(Collection entries)
** Start **
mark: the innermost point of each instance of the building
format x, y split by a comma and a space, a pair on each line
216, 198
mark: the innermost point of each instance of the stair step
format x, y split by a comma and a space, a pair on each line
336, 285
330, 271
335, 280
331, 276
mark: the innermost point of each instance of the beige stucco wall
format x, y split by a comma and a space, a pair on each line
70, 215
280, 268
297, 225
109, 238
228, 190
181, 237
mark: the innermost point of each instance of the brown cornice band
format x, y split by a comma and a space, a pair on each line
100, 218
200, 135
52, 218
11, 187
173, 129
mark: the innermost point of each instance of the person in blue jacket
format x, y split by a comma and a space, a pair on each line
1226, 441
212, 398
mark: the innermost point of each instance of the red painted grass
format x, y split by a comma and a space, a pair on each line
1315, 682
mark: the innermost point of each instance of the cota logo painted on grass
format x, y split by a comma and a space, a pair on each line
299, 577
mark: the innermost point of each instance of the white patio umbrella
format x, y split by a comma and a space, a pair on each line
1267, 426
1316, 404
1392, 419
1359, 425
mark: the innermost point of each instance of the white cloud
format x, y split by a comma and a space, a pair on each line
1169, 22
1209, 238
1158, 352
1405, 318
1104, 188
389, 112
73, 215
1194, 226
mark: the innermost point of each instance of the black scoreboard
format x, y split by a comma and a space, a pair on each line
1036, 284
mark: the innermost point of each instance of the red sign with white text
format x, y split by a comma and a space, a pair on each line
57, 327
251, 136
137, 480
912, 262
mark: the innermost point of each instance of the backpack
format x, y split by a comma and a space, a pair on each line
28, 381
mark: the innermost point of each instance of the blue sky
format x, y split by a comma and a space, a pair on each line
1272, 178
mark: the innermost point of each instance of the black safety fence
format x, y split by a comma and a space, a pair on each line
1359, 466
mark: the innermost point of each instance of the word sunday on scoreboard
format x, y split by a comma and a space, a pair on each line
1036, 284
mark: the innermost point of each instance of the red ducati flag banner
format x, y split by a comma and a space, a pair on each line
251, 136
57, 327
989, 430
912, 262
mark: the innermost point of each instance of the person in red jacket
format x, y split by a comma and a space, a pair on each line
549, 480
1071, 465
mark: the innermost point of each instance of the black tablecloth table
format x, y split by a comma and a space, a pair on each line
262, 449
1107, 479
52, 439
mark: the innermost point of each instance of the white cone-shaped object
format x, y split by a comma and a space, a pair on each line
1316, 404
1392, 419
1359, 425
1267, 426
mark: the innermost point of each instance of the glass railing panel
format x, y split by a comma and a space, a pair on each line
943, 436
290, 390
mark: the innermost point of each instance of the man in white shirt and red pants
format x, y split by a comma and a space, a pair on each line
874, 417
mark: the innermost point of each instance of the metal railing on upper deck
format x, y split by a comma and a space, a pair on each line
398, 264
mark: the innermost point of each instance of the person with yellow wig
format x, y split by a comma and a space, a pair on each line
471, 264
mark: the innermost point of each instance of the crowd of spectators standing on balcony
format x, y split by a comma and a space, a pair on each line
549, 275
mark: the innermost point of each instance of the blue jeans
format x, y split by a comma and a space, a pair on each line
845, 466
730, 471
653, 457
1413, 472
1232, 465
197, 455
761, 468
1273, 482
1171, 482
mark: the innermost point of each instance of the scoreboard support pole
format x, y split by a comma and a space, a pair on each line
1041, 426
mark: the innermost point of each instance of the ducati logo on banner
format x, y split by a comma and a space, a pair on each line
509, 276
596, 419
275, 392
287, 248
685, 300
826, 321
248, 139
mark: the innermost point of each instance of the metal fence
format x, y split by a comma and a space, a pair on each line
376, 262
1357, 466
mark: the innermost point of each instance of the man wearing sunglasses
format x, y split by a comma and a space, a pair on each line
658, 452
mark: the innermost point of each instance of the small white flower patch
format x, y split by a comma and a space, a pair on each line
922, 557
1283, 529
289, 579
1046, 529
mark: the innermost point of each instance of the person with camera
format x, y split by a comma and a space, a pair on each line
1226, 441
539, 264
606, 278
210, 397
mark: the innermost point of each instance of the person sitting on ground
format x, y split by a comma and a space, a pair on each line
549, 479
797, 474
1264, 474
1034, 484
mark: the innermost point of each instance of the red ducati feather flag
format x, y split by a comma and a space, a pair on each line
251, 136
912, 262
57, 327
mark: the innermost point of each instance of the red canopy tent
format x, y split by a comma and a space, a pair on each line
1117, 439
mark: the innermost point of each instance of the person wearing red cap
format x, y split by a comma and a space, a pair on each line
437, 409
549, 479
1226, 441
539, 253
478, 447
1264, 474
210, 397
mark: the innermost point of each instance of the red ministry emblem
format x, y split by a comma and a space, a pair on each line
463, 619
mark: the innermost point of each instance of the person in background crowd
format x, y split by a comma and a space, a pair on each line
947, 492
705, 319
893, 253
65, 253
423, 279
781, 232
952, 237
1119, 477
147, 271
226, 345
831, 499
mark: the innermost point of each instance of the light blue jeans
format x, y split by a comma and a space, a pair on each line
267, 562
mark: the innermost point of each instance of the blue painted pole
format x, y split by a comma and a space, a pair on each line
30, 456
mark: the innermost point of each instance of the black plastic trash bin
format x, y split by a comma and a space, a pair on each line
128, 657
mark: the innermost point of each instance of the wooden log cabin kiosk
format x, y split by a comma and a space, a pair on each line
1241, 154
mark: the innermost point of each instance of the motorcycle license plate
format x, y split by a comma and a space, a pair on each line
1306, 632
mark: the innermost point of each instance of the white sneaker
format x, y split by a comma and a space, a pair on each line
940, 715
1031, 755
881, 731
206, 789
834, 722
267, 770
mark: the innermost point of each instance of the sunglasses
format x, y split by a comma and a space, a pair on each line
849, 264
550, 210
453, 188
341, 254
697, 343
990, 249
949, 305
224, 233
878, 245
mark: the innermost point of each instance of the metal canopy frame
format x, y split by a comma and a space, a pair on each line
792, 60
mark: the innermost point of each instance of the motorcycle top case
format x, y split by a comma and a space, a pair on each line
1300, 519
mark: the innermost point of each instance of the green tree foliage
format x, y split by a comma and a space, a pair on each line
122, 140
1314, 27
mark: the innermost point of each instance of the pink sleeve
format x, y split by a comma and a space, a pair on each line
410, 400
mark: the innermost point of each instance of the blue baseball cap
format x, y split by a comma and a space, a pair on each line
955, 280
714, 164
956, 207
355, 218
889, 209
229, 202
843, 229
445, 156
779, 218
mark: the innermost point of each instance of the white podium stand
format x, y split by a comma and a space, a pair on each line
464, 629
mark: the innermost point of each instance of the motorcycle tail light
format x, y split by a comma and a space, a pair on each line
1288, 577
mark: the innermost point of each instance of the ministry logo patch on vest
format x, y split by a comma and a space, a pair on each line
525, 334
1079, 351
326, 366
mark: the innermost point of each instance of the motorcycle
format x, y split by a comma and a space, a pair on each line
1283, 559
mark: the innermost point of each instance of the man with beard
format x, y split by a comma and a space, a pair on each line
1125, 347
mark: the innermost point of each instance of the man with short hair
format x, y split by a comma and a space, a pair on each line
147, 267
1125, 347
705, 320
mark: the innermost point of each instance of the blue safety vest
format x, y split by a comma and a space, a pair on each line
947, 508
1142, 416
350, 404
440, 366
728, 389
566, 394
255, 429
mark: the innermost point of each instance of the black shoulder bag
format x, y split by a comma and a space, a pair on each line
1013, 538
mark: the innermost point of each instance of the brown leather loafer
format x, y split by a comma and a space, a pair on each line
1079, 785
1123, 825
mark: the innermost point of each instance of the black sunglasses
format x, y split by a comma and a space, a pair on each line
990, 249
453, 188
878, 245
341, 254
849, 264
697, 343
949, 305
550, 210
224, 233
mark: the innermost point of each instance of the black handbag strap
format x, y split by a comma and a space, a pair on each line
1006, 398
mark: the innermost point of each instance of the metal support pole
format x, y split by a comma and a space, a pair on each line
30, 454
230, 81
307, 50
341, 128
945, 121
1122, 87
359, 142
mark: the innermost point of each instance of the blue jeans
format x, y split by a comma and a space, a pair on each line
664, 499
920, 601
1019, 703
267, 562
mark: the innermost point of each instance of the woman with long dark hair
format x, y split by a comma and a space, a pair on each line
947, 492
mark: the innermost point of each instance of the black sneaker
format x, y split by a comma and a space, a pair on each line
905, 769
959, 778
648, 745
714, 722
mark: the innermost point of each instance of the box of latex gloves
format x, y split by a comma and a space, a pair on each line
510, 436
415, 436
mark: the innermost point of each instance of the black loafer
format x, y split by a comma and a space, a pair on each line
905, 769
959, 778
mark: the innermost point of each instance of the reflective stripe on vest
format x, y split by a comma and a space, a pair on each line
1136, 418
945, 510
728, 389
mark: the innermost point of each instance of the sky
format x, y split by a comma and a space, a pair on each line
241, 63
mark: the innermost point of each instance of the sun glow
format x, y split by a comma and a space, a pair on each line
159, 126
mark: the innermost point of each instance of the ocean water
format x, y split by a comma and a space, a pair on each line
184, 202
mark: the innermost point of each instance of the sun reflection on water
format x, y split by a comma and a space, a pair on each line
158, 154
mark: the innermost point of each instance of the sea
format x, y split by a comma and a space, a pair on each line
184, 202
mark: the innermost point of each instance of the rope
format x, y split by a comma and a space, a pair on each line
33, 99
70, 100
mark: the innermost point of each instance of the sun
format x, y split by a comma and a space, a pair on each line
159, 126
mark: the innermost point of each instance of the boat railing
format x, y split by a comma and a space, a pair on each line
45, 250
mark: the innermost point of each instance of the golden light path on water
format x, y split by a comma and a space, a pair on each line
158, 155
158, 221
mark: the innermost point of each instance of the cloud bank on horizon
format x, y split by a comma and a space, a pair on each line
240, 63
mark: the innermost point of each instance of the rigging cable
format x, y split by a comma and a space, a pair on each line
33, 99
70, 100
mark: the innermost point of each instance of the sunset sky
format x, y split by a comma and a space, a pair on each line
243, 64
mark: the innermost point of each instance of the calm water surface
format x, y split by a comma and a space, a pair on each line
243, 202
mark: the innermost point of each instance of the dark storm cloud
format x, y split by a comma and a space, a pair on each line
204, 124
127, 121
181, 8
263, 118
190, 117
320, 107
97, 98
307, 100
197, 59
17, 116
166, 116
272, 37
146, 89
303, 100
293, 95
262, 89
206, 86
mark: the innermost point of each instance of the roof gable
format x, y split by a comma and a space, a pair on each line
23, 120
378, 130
** End **
Request>
Rewrite every line, starting with the line that contains "mark: the innermost point of each instance of the dark" and ending with the last line, and add 116 to each coordinate in the answers. Leave all other text on those lines unchanged.

Exercise answer>
mark: the innermost point of each instance of the dark storm cloud
format x, y split by a comma and a space, a pair on each line
320, 240
243, 237
297, 124
379, 234
306, 233
436, 223
213, 214
423, 216
313, 175
133, 232
282, 232
388, 153
262, 205
419, 216
409, 211
378, 205
322, 202
mark: the innermost point of each instance of the roof gable
format x, y split by a comma and a space, a pair on each line
139, 236
494, 246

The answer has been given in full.